Other lines of thought were that pathological gambling may be linked with depression; therefore, antidepressants were integral
to treating problem gambling. “Decreased measures of serotonin have long been associated with a variety of adult risk-taking
behaviours. In the most simplistic understanding, selective serotonin reuptake inhibitors increase the level of serotonin
in the frontal brain and help with this impulsivity,” says Grant, who is also an assistant professor in psychiatry at Brown
University Medical School in Providence.
But while no magic pill is being developed for problem gambling, one medication that has been getting a lot of attention is
naltrexone, which has traditionally been used to treat alcohol dependency. “It appears that naltrexone works to suppress the
high associated with gambling as well as the cravings,” explains Grant. “The two appear to be in different areas of the brain
but connected via neuronal circuitry. The high is dampened by blockade of opiate receptors. The cravings are affected probably
by naltrexone’s indirect effect on dopamine and GABA (two neurotransmitters), although this may not be the entire picture.”

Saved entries

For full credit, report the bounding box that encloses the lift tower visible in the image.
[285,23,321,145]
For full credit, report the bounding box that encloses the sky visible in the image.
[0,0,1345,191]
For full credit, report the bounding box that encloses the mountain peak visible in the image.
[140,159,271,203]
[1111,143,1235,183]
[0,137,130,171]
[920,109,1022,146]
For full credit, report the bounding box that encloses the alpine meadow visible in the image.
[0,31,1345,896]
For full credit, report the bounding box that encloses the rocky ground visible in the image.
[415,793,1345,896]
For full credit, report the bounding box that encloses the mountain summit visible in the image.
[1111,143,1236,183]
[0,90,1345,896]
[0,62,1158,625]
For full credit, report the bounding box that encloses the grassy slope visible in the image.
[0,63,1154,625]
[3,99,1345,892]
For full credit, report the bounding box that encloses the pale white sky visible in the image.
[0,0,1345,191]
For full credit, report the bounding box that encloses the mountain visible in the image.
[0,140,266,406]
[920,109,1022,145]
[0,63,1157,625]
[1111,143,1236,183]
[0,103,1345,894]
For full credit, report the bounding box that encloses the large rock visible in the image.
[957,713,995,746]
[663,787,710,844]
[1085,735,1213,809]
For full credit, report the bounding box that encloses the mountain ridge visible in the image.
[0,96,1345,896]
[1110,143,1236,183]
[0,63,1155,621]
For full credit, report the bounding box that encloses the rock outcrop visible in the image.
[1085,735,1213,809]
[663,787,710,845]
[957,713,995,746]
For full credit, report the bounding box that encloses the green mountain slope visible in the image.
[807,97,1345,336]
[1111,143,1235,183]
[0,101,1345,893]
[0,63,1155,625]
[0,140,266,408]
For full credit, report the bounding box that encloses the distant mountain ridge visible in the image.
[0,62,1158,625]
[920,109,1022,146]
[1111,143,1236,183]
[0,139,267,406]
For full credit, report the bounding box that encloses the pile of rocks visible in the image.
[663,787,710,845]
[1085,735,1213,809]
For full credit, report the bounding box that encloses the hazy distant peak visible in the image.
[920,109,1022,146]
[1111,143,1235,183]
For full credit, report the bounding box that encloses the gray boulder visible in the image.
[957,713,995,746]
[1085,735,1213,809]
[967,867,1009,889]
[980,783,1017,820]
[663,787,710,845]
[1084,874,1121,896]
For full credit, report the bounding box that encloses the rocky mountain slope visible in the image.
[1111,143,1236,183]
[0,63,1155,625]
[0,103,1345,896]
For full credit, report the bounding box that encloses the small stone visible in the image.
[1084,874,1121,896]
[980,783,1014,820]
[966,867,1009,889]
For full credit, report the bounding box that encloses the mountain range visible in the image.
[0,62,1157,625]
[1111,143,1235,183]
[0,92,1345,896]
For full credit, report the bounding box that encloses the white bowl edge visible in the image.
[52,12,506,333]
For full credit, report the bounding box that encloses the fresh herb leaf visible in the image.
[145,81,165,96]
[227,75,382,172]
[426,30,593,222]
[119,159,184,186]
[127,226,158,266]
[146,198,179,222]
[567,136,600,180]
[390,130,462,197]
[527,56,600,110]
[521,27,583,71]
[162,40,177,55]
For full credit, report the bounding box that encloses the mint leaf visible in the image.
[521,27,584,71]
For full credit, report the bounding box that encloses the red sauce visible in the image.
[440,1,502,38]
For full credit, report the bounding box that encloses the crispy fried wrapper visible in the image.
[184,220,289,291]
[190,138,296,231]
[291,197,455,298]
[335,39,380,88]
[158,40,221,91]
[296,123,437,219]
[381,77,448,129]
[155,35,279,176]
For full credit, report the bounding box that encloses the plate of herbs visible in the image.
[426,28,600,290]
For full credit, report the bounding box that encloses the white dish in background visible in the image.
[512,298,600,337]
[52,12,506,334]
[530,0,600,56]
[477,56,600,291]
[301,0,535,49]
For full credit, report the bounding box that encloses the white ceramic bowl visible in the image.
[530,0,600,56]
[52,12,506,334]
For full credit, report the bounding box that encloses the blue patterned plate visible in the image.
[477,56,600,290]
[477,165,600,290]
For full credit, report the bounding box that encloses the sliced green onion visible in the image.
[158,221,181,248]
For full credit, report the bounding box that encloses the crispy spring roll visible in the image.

What the task asks:
Extend the passage on drug treatments for problem gambling, starting after its closing quotation about naltrexone's effect on dopamine and GABA.

Answer area:
Naltrexone is being studied by Tony Toneatto, Bruna Brands and Dr. Peter Selby at the Centre for Addiction and Mental Health
in Toronto. Toneatto is a research scientist in the Clinical Research Department who focuses on concurrent alcohol and gambling
addictions. He says that naltrexone creates a feeling of satiety, giving individuals the feeling that they have had enough
of the behaviour long before they would have normally. “While naltrexone is indicated for alcohol problems, based on hypotheses
about brain reward systems involving internal opiates that might be similar across addictions, we reasoned that naltrexone
might be beneficial for gambling problems as well,” explains Toneatto. “The hypothesis is that this drug could possibly help
both kinds of addictions.”
Grant and Dr. Suck Won Kim, a researcher and associate professor of psychiatry at the University of Minnesota’s Medical School
in Minneapolis, Minnesota, have also conducted naltrexone studies. In 2001, they studied the short-term effects and efficacy
of the medication and discovered that naltrexone may indeed control pathological gambling urges.
Yet, as promising as naltrexone looks as a viable treatment for pathological gambling, much work still lies ahead, say researchers.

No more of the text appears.